Segmentation mask data:

##########

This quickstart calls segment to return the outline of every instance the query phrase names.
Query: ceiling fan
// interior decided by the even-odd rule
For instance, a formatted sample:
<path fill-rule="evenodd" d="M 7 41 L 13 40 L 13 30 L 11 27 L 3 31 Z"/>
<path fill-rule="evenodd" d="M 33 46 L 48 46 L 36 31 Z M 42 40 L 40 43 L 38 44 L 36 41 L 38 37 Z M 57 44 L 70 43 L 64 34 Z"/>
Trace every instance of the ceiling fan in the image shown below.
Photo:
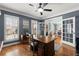
<path fill-rule="evenodd" d="M 47 5 L 48 3 L 39 3 L 39 6 L 37 7 L 36 11 L 40 12 L 40 15 L 43 15 L 43 11 L 46 12 L 51 12 L 52 9 L 44 9 L 44 7 Z M 33 4 L 29 4 L 30 6 L 34 7 Z"/>

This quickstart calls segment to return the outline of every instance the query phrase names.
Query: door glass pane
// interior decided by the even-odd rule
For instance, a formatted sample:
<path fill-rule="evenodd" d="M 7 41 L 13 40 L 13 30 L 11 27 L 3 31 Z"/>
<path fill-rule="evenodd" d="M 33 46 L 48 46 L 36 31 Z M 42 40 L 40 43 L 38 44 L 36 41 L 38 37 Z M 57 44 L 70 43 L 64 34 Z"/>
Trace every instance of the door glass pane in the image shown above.
<path fill-rule="evenodd" d="M 70 38 L 73 38 L 73 34 L 70 34 Z"/>
<path fill-rule="evenodd" d="M 31 21 L 31 31 L 32 31 L 32 34 L 37 37 L 37 21 L 35 20 Z"/>
<path fill-rule="evenodd" d="M 63 40 L 65 41 L 65 37 L 63 36 Z"/>
<path fill-rule="evenodd" d="M 66 37 L 66 41 L 68 42 L 69 38 Z"/>
<path fill-rule="evenodd" d="M 73 39 L 72 38 L 70 38 L 70 42 L 73 43 Z"/>

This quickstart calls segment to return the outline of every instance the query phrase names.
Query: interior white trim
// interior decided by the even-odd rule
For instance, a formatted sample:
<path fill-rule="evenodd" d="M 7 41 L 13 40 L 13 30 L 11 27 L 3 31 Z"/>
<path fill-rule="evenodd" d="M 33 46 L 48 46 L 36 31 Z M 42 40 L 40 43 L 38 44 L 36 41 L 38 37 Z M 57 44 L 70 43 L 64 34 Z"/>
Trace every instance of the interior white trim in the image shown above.
<path fill-rule="evenodd" d="M 50 17 L 45 18 L 45 19 L 43 18 L 43 19 L 44 19 L 44 20 L 48 20 L 49 18 L 50 18 L 50 19 L 51 19 L 51 18 L 55 18 L 55 17 L 58 17 L 58 16 L 60 16 L 60 15 L 63 15 L 63 14 L 66 14 L 66 13 L 70 13 L 70 12 L 74 12 L 74 11 L 79 11 L 79 7 L 70 9 L 70 10 L 65 11 L 65 12 L 62 12 L 62 13 L 54 14 L 53 16 L 50 16 Z"/>
<path fill-rule="evenodd" d="M 31 14 L 28 14 L 28 13 L 24 13 L 24 12 L 20 12 L 20 11 L 16 11 L 16 10 L 13 10 L 13 9 L 10 9 L 10 8 L 7 8 L 7 7 L 4 7 L 2 5 L 0 5 L 0 9 L 2 10 L 6 10 L 6 11 L 9 11 L 9 12 L 13 12 L 13 13 L 17 13 L 17 14 L 20 14 L 20 15 L 25 15 L 25 16 L 30 16 L 32 18 L 35 18 L 35 19 L 38 19 L 38 20 L 46 20 L 48 18 L 54 18 L 56 16 L 59 16 L 59 15 L 63 15 L 63 14 L 66 14 L 66 13 L 70 13 L 70 12 L 73 12 L 73 11 L 77 11 L 79 10 L 79 7 L 75 7 L 73 9 L 70 9 L 70 10 L 67 10 L 65 12 L 61 12 L 61 13 L 58 13 L 58 14 L 52 14 L 51 16 L 47 17 L 47 18 L 41 18 L 41 17 L 36 17 L 36 16 L 33 16 Z"/>
<path fill-rule="evenodd" d="M 6 31 L 6 19 L 5 19 L 5 16 L 6 16 L 7 14 L 4 14 L 4 41 L 6 41 L 7 42 L 7 40 L 5 40 L 5 31 Z M 16 17 L 17 18 L 17 20 L 18 20 L 18 40 L 19 40 L 19 17 L 17 17 L 17 16 L 13 16 L 13 15 L 7 15 L 7 16 L 9 16 L 9 17 Z"/>
<path fill-rule="evenodd" d="M 38 20 L 40 19 L 40 18 L 37 18 L 37 17 L 35 17 L 33 15 L 30 15 L 28 13 L 24 13 L 24 12 L 16 11 L 16 10 L 13 10 L 13 9 L 9 9 L 9 8 L 1 6 L 1 5 L 0 5 L 0 10 L 9 11 L 9 12 L 12 12 L 12 13 L 16 13 L 16 14 L 19 14 L 19 15 L 24 15 L 24 16 L 34 18 L 34 19 L 38 19 Z"/>
<path fill-rule="evenodd" d="M 7 46 L 11 46 L 11 45 L 19 44 L 19 43 L 20 43 L 20 42 L 18 41 L 18 42 L 14 42 L 14 43 L 6 44 L 6 45 L 3 45 L 3 48 L 4 48 L 4 47 L 7 47 Z"/>
<path fill-rule="evenodd" d="M 63 40 L 63 35 L 62 35 L 62 43 L 67 44 L 67 45 L 70 45 L 72 47 L 75 47 L 76 46 L 76 44 L 75 44 L 75 16 L 74 17 L 70 17 L 70 18 L 66 18 L 64 20 L 69 20 L 69 19 L 73 19 L 73 43 L 64 41 Z"/>

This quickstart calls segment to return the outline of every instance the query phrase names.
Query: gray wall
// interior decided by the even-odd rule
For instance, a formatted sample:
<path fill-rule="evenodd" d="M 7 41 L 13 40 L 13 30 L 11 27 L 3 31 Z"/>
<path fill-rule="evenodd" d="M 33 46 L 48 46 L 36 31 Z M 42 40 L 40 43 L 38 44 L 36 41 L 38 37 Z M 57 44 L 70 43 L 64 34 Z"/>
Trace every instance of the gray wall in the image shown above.
<path fill-rule="evenodd" d="M 30 20 L 30 18 L 20 17 L 20 20 L 19 20 L 19 34 L 25 34 L 23 32 L 23 20 L 27 20 L 29 22 L 29 33 L 31 33 L 31 20 Z"/>
<path fill-rule="evenodd" d="M 70 12 L 70 13 L 62 15 L 63 19 L 70 18 L 70 17 L 73 17 L 73 16 L 79 16 L 79 11 L 74 11 L 74 12 Z"/>
<path fill-rule="evenodd" d="M 0 41 L 4 40 L 4 14 L 0 15 Z"/>
<path fill-rule="evenodd" d="M 76 16 L 76 21 L 75 21 L 75 34 L 76 34 L 76 37 L 79 37 L 79 16 Z"/>
<path fill-rule="evenodd" d="M 19 35 L 23 34 L 23 19 L 29 21 L 29 33 L 31 33 L 31 20 L 37 20 L 31 17 L 27 17 L 24 15 L 19 15 L 16 13 L 11 13 L 8 11 L 1 10 L 1 16 L 0 16 L 0 41 L 4 40 L 4 14 L 13 15 L 19 17 Z M 15 42 L 15 41 L 14 41 Z"/>
<path fill-rule="evenodd" d="M 63 15 L 63 19 L 75 16 L 75 37 L 79 37 L 79 11 L 74 11 Z"/>

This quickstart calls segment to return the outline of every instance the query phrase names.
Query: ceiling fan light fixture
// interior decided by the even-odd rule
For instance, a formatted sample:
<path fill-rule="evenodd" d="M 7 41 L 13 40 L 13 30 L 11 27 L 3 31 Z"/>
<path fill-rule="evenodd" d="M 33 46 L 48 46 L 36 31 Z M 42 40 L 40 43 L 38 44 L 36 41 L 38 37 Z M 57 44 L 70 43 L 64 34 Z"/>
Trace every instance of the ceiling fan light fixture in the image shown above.
<path fill-rule="evenodd" d="M 39 8 L 39 9 L 38 9 L 38 12 L 43 12 L 43 9 L 42 9 L 42 8 Z"/>

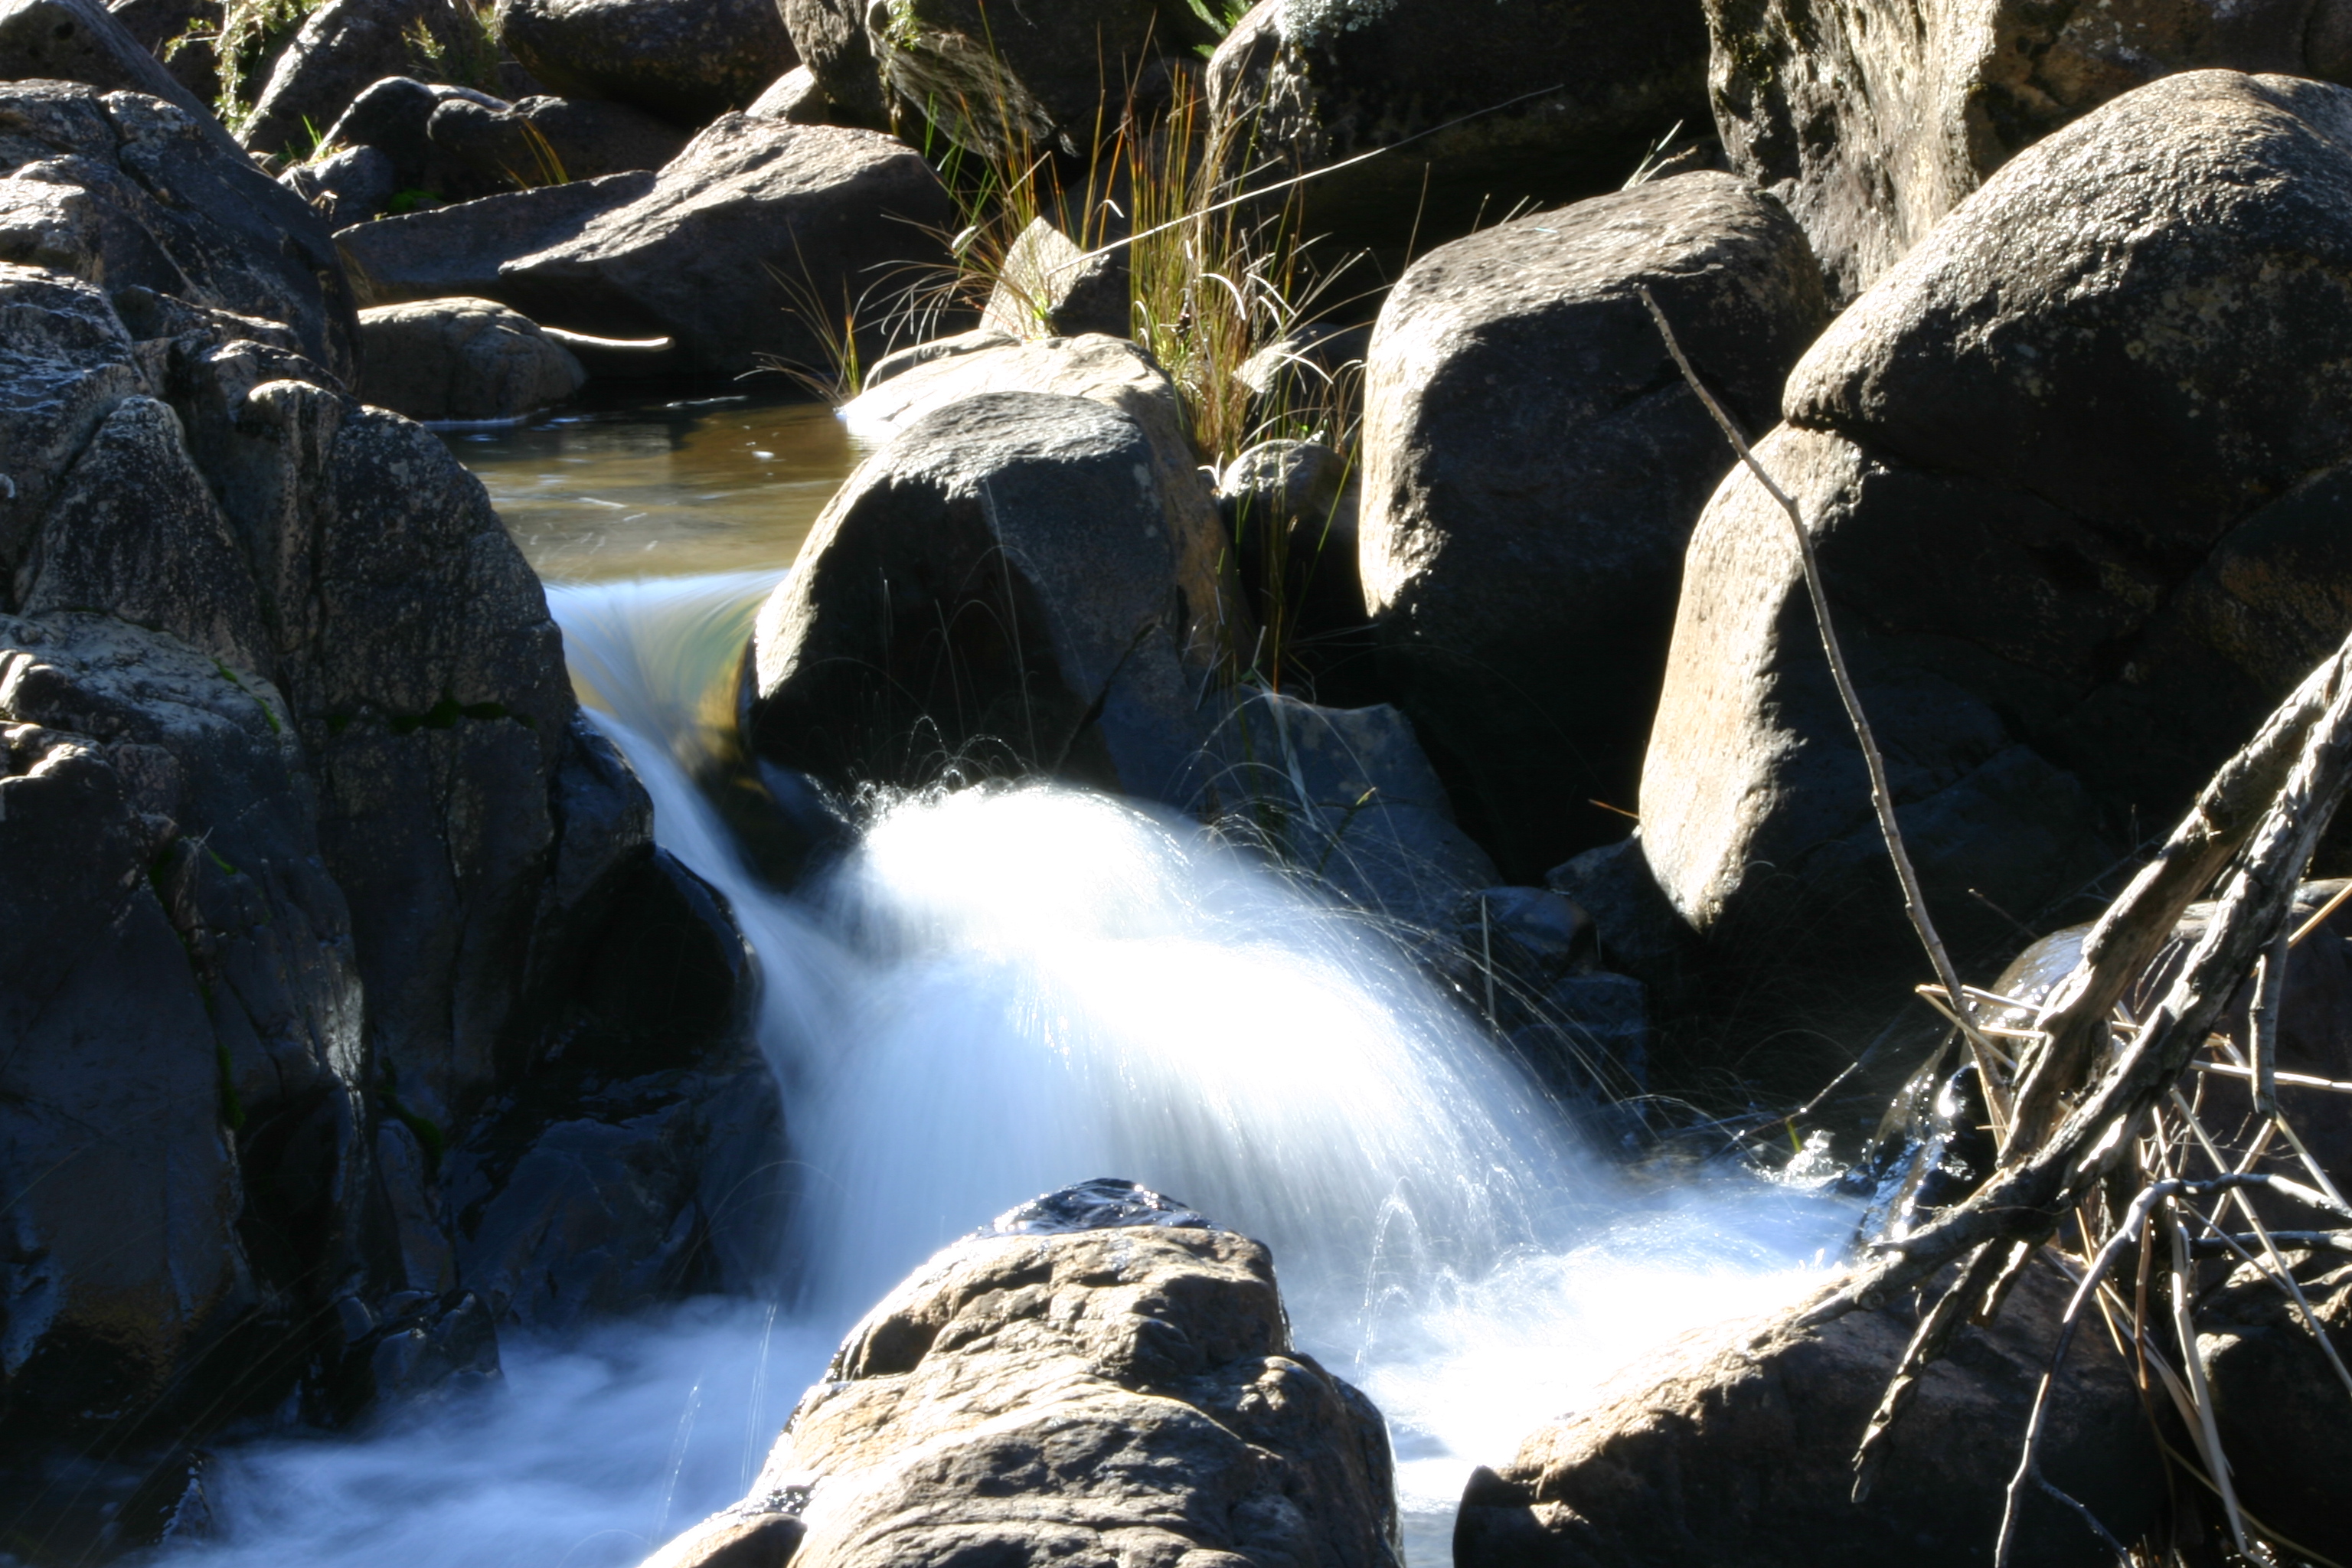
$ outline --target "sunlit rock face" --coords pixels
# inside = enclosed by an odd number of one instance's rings
[[[1271,1255],[1111,1181],[919,1269],[851,1331],[751,1496],[652,1561],[794,1537],[794,1563],[827,1568],[1402,1562],[1380,1414],[1292,1345]]]

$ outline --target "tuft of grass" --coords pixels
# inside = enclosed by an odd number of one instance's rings
[[[269,67],[288,40],[325,0],[227,0],[221,7],[218,27],[192,25],[164,46],[171,59],[196,44],[210,44],[220,79],[220,96],[214,111],[232,134],[243,132],[253,119],[254,102],[268,79]]]
[[[408,42],[410,54],[415,58],[416,68],[427,81],[496,93],[502,49],[491,8],[476,4],[475,0],[451,0],[449,8],[457,18],[457,25],[449,37],[445,38],[436,33],[421,17],[410,23],[408,31],[403,35]],[[562,182],[543,180],[540,183],[560,184]]]

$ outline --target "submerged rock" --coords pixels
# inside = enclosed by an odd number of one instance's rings
[[[1518,879],[1622,832],[1683,552],[1737,461],[1643,289],[1749,429],[1829,320],[1788,215],[1696,174],[1442,246],[1372,334],[1358,537],[1382,671]]]
[[[2202,67],[2352,80],[2352,14],[2308,0],[2096,6],[1706,0],[1732,166],[1786,202],[1841,300],[1995,170],[2108,100]]]
[[[302,147],[333,125],[371,82],[432,69],[454,55],[477,24],[458,15],[467,0],[326,0],[270,68],[237,139],[256,153]],[[428,41],[420,41],[428,40]]]
[[[1301,233],[1401,258],[1409,237],[1617,189],[1706,123],[1706,51],[1697,0],[1260,0],[1209,62],[1209,100],[1249,185],[1317,176]]]
[[[742,108],[800,63],[776,0],[499,0],[498,30],[551,90],[685,126]]]
[[[866,41],[861,0],[776,0],[776,5],[783,14],[784,30],[792,35],[793,52],[824,94],[834,118],[845,125],[887,130],[890,110],[873,46]]]
[[[2297,1287],[2336,1355],[2278,1278],[2241,1264],[2197,1310],[2197,1354],[2231,1479],[2269,1531],[2319,1556],[2352,1552],[2343,1478],[2352,1475],[2352,1396],[2336,1366],[2352,1358],[2352,1263],[2289,1255]]]
[[[446,103],[434,110],[425,135],[477,175],[518,185],[658,169],[688,140],[669,121],[625,103],[546,97],[511,105]]]
[[[1041,1206],[1081,1212],[1041,1226]],[[1266,1249],[1113,1182],[919,1269],[851,1331],[751,1494],[647,1568],[787,1556],[1403,1560],[1380,1413],[1292,1345]]]
[[[124,22],[100,0],[6,0],[0,5],[0,81],[70,81],[101,92],[144,93],[232,145],[204,96],[166,70]]]
[[[512,419],[588,379],[528,316],[488,300],[423,300],[360,312],[360,395],[411,419]]]
[[[2029,1268],[1990,1329],[1964,1327],[1896,1423],[1867,1500],[1854,1446],[1916,1326],[1907,1304],[1820,1329],[1794,1310],[1701,1330],[1648,1357],[1586,1410],[1473,1474],[1454,1529],[1460,1568],[1978,1568],[1991,1555],[2027,1412],[2069,1287]],[[2165,1505],[2130,1367],[2076,1334],[2042,1449],[2052,1484],[2118,1538]],[[2018,1561],[2113,1561],[2049,1499],[2027,1501]]]
[[[916,419],[761,610],[745,744],[836,789],[1038,769],[1181,799],[1222,652],[1218,563],[1157,460],[1091,398],[992,392]]]
[[[1757,455],[1964,970],[2079,908],[2352,625],[2347,190],[2352,92],[2168,78],[2011,161],[1790,377]],[[1789,527],[1745,472],[1699,522],[1639,842],[1707,972],[1685,1011],[1789,1042],[1811,1092],[1926,1020]]]

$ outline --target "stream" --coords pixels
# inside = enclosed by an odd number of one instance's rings
[[[505,1386],[216,1458],[174,1564],[629,1568],[740,1495],[848,1326],[1038,1193],[1139,1181],[1274,1248],[1301,1347],[1385,1413],[1414,1568],[1476,1464],[1834,1260],[1852,1209],[1584,1148],[1387,939],[1196,826],[1043,785],[904,800],[793,898],[689,782],[759,600],[856,460],[759,398],[452,431],[548,580],[662,844],[757,952],[795,1185],[785,1294],[566,1340]]]

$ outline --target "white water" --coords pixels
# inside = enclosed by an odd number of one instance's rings
[[[743,577],[557,587],[663,843],[758,951],[803,1196],[780,1306],[510,1338],[503,1396],[248,1447],[173,1560],[620,1568],[739,1495],[856,1315],[941,1242],[1115,1175],[1275,1249],[1298,1338],[1389,1417],[1416,1568],[1476,1463],[1665,1339],[1801,1290],[1842,1205],[1633,1179],[1382,939],[1186,825],[1063,790],[902,804],[804,900],[678,765]]]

##########

Your answer must be one number: how many lines of the data contain "rock".

2